Excerpted passage:
____________________
Zürs (1717 meters above sea level) is one of the most renowned winter sports resorts in the Alps. Located in the westernmost Austrian state of Vorarlberg, almost directly on the border to North Tyrol, near the Flexenpass, Zürs is part of the Arlberg region, which also includes Lech, Oberlech, Zug, and Stubenbach. This region offers 87 ski-lifts, 200 kilometers of deep snow slopes and 305 km of ski runs. It has several (mostly luxurious) hotels and pensions, with a total of over 1,700 beds. It is popular for its downhill skiing, but also for its backcountry skiing and its Olympic skiing champions. About four kilometers north of Zürs is Lech am Arlberg, another ski resort which is linked to Zürs not only via road, but also via ski lifts and pistes.
____________________
Dataset extract:
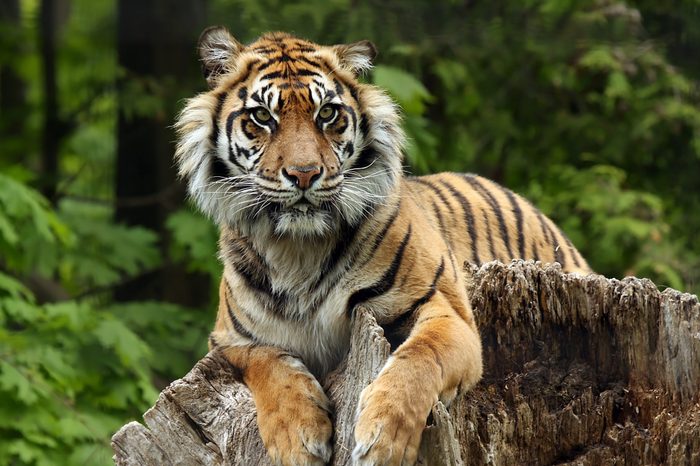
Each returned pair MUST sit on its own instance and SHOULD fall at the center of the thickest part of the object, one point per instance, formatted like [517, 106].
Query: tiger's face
____________________
Stated exercise: Copy out the passage about the Zürs ski resort word for word.

Output for this exercise:
Zürs (1717 meters above sea level) is one of the most renowned winter sports resorts in the Alps. Located in the westernmost Austrian state of Vorarlberg, almost directly on the border to North Tyrol, near the Flexenpass, Zürs is part of the Arlberg region, which also includes Lech, Oberlech, Zug, and Stubenbach. This region offers 87 ski-lifts, 200 kilometers of deep snow slopes and 305 km of ski runs. It has several (mostly luxurious) hotels and pensions, with a total of over 1,700 beds. It is popular for its downhill skiing, but also for its backcountry skiing and its Olympic skiing champions. About four kilometers north of Zürs is Lech am Arlberg, another ski resort which is linked to Zürs not only via road, but also via ski lifts and pistes.